● WORK TASK 1
According to the commentary on Alaska's election results, where does Ted Stevens rank among sitting Senators ever convicted of charges?
● WORK TASK 2
Carry on the commentary on Alaska's election results from its last sentence.

● QUOTED PASSAGE
--

All that being said, I’m also a bit disappointed in a few results from yesterday’s voting, each of which stands a bit in contrast to the monumental achievement of President-Elect Barack Obama.

First, Don Young (definitely) and Ted Stevens (probably) are returning to Washington, DC to represent the Great State of Alaska as its Congressman and Senator. Don Young has been Alaska’s sole Congressman since before I was born, and is almost certainly going to be tried and convicted of taking bribes; he’s also the one that faces Justice Department investigation for violating the Constitution by changing the text of a bill after it had passed Congress but before it reached the President’s desk for signing. Ted Stevens is a convicted felon, the fifth sitting Senator to ever be convicted of charges, and is almost certainly going to be evicted from Congress. If these are the people that Alaskans feel are their best representatives to the federal government, then perhaps Sarah Palin really isn’t out of the norm up there… and the state is being openly mocked by the lower 49 this morning.

--

● DATASET EXCERPT
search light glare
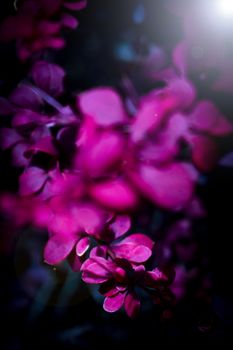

--

● EXPECTED ANSWER 1
He is the fifth.

● EXPECTED ANSWER 2
Second, it looks like California’s Proposition 8, amending the state constitution to ban gay marriage, is going to pass — this, in addition to Florida and Arizona also voting for similar amendments to their state constitutions — is a reminder that while Obama’s shattering of a racial divide is notable, it’s all the more so because of the persistence of other divides that are equally shameful. For people to cast their votes to deny a class of fellow citizens the right to enter into legal relationships with the people they love is as abhorrent as it would be to tell those same people they can only love those of their same race, something that was certainly prevalent a few generations ago but now is obviously and mockingly bigoted and wrong. I can only hope that we continue our inexorable march towards greater tolerance, and we can wipe this period out of existence in the next generation.

Finally, in a similar move, Arkansas citizens approved a ban on adoptions by unmarried couples, in an end-run attempt to remove yet another privilege from gay couples by grouping them into the less-offensive category of people who live together but don’t have a certificate of marriage to validate their relationship. For some reason, these voters really feel that the nine thousand-plus Arkansas children in foster care are better served there or in group homes than with loving families; that’s just as bigoted and wrong as banning gay marriage, but it carries with it a real harm to the least-fortunate youth of Arkansas. What a shameful statement to be making.